Work to be completed: Show every line from the rows below that contains the word "seat", copying each one in full.
-- begin Data for this exercise --
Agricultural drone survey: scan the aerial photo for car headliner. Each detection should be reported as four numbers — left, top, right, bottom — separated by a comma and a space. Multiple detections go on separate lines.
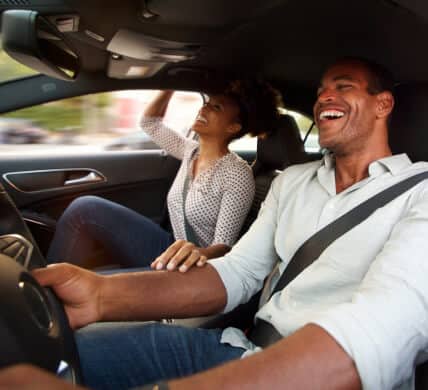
0, 0, 428, 116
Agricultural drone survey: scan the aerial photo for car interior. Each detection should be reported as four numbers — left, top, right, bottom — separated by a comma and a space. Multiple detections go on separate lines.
0, 0, 428, 389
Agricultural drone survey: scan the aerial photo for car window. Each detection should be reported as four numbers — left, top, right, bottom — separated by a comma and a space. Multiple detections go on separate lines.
280, 108, 321, 153
230, 108, 321, 153
0, 34, 37, 83
0, 90, 202, 153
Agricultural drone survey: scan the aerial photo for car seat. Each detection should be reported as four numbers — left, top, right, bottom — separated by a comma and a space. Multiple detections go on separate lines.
241, 115, 309, 235
389, 83, 428, 390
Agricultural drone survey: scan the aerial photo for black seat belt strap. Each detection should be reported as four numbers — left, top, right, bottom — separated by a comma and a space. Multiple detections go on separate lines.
249, 172, 428, 347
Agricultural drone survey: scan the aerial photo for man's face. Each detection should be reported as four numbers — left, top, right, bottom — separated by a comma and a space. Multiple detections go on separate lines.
314, 61, 377, 155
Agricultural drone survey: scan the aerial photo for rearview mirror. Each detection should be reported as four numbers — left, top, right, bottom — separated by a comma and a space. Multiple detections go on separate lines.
2, 10, 80, 81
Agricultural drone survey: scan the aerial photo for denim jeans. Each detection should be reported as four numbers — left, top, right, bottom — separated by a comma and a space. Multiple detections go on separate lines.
76, 322, 245, 390
47, 196, 174, 267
-- end Data for this exercise --
The solution:
Agricultural drone survey: scan the aerial photo for car seat. Each detection should be reported as four numbers — left, top, right, bottom — separated by a comma and a space. Multiple detections go on separate lines.
Agricultural drone survey: scan the aerial photo for black seat belt strap. Each detection should be reported as four numbers — left, top, right, bottom — separated by a comma and a space. Multiple detections go on separate lines.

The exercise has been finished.